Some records

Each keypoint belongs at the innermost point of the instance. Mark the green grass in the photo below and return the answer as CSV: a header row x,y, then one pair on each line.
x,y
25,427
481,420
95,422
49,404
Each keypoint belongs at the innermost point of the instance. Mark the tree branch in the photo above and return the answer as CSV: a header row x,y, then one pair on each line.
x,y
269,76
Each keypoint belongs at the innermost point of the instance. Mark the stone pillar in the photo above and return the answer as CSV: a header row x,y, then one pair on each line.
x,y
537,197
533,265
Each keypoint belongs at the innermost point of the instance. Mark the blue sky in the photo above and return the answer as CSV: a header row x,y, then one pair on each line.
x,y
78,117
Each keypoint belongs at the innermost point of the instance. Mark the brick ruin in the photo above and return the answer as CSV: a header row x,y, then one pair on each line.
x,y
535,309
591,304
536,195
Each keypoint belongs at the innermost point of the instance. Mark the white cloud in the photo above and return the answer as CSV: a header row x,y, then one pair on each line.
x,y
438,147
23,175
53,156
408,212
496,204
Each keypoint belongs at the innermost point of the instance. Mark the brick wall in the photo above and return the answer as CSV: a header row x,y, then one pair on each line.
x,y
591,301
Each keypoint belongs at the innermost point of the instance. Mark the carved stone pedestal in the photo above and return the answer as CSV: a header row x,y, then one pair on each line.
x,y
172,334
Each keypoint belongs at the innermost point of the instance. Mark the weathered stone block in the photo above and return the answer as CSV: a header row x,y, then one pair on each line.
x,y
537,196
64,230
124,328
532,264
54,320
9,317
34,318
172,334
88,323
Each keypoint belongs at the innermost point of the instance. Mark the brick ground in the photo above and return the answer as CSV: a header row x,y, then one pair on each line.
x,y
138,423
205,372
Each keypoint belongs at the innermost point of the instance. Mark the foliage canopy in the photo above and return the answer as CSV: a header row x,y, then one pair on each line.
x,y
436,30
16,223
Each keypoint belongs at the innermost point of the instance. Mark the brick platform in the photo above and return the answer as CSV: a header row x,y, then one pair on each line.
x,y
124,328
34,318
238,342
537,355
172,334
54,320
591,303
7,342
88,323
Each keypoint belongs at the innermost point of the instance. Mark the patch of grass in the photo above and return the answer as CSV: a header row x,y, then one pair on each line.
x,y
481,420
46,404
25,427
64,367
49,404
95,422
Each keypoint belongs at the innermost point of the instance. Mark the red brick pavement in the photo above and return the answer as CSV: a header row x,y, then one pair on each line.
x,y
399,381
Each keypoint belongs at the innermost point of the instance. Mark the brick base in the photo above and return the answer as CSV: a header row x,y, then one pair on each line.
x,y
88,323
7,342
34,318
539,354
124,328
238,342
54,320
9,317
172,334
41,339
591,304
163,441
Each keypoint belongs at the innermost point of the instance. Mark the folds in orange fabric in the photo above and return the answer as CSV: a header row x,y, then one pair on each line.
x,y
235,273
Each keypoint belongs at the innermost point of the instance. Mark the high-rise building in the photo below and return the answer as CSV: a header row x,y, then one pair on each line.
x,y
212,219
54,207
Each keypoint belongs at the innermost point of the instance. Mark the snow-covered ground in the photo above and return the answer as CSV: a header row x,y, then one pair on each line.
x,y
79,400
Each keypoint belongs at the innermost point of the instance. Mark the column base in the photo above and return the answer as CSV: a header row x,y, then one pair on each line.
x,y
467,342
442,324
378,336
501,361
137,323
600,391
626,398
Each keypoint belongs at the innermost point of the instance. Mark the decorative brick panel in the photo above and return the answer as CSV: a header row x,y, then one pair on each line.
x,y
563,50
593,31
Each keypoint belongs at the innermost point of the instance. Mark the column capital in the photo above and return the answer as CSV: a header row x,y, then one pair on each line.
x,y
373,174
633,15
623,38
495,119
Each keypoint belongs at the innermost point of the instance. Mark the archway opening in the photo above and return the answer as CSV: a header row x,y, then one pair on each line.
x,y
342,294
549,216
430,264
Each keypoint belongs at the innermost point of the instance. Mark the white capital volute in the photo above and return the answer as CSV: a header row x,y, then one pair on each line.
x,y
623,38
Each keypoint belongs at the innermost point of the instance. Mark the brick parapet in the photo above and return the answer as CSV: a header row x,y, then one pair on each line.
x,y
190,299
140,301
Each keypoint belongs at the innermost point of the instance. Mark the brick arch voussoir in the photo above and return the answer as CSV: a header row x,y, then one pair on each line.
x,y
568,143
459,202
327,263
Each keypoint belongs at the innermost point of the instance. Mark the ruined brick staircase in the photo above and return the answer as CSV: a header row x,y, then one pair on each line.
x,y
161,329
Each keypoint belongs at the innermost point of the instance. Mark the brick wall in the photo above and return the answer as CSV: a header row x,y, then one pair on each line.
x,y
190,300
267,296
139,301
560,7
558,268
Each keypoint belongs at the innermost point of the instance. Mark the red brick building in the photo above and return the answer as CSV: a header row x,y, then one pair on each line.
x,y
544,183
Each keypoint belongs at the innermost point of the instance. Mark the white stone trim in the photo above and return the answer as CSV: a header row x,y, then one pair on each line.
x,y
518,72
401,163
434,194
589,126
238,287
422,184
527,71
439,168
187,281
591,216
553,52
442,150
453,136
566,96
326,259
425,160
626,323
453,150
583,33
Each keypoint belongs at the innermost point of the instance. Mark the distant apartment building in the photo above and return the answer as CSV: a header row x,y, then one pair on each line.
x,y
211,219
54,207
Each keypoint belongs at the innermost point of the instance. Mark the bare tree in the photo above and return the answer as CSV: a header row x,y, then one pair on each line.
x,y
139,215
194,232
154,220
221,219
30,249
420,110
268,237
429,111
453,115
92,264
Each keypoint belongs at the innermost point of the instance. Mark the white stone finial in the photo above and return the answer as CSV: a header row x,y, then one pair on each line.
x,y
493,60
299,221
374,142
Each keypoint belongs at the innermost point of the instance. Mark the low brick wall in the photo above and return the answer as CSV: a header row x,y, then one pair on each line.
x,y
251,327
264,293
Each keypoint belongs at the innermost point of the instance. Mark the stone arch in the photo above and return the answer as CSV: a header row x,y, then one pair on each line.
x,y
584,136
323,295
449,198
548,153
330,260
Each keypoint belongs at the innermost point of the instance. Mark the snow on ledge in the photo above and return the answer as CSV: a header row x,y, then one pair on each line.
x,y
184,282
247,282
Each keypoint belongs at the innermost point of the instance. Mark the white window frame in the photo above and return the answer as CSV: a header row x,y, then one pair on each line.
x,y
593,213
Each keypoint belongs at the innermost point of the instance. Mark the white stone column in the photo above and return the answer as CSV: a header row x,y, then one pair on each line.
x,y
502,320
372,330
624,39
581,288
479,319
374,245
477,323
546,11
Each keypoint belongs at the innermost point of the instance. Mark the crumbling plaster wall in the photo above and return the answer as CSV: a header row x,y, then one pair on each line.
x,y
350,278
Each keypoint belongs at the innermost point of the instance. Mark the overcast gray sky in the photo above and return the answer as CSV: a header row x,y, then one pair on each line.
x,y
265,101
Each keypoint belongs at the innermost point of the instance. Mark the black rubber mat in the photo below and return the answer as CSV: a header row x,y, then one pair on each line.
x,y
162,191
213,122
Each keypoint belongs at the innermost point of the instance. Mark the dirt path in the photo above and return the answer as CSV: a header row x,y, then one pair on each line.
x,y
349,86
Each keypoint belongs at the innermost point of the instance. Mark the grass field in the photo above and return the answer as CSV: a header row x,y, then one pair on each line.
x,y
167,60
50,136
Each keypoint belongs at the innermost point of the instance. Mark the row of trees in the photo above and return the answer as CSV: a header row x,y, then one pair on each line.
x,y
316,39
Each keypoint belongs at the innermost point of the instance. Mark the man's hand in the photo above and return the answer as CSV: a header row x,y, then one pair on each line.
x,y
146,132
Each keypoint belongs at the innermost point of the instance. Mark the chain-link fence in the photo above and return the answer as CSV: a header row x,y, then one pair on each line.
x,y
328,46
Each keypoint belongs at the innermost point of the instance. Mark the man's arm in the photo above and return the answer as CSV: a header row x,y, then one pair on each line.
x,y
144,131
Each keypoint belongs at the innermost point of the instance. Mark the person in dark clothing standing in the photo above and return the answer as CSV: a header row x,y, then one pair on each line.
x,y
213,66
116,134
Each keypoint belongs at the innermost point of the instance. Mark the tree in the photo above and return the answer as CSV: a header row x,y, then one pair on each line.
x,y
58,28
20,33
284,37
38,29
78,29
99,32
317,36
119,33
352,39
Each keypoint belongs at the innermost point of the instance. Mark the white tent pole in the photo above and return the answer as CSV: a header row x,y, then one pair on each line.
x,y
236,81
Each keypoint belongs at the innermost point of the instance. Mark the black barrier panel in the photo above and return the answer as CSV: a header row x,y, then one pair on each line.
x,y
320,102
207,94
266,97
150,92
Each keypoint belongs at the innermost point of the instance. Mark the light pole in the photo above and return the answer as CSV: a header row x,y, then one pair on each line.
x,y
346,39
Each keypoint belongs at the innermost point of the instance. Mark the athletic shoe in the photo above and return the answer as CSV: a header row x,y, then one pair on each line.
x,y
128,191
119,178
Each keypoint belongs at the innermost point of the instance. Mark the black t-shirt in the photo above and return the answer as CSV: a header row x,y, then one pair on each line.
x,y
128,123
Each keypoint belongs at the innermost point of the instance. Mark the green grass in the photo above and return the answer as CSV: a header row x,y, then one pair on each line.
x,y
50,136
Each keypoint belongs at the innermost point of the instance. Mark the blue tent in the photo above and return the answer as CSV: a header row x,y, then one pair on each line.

THE EXERCISE:
Rewrite the rows starting at the line that contains "the black t-shirt" and ending at the last row, changing "innermost" to "most central" and leaving everything else the same.

WRITTEN REPLY:
Each keypoint belongs at the most central point of the instance. Mark the black t-shirt in the photo above and return the answer as CSV: a header row x,y, then one pair on each line.
x,y
128,123
Each keypoint belongs at the most central point of the instance. Mark the green grass in the photo above and return the answer as CSV: a header row x,y, then one pair on each line.
x,y
50,136
Each keypoint belongs at the most central point of the instance. Mark the blue tent in the photo above and return the answer as CSV: a header row x,y, then one pair on each line.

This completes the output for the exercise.